• Job: Report each line in the rows below that contains the string "aircraft". Letter case counts.

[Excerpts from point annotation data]
----------

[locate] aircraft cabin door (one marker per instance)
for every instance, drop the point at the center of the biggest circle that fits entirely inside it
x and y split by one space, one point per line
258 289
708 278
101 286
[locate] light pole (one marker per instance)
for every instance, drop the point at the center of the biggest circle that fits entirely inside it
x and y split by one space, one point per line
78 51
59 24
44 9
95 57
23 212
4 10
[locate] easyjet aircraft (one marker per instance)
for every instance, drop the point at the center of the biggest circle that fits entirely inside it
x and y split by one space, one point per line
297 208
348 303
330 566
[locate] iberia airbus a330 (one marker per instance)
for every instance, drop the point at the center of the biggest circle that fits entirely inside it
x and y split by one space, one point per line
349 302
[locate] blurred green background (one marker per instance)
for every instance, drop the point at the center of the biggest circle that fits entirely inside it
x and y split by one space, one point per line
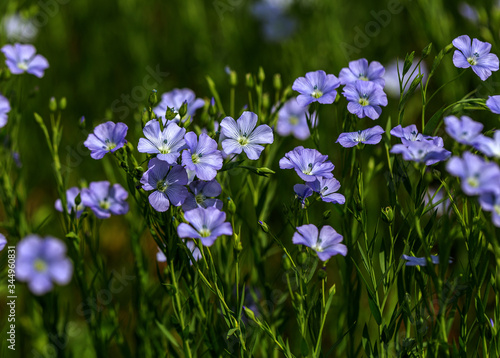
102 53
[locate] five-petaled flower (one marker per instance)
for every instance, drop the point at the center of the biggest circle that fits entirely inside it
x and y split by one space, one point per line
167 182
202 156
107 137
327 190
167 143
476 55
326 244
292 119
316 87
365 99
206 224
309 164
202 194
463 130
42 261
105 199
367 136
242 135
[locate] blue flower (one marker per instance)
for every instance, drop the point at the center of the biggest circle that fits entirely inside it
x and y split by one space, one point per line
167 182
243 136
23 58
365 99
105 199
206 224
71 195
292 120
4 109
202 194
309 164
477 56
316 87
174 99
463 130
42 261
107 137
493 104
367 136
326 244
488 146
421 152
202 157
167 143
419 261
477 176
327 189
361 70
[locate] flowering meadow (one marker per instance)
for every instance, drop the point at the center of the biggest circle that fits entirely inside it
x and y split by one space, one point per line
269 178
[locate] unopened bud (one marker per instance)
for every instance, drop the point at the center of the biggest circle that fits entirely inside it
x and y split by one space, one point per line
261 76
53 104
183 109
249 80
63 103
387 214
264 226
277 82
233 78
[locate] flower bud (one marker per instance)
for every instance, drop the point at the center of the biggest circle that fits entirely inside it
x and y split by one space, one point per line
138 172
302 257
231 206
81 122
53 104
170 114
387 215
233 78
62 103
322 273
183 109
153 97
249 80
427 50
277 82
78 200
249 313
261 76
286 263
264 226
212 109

----------

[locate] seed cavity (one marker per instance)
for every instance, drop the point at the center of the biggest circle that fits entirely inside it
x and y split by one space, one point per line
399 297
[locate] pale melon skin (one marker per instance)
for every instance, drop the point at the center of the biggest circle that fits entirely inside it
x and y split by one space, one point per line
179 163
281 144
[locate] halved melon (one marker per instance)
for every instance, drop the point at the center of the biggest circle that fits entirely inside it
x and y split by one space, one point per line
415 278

----------

• Full answer:
[locate] aircraft cabin door (one marker per instance)
[locate] easyjet aircraft (one marker per instance)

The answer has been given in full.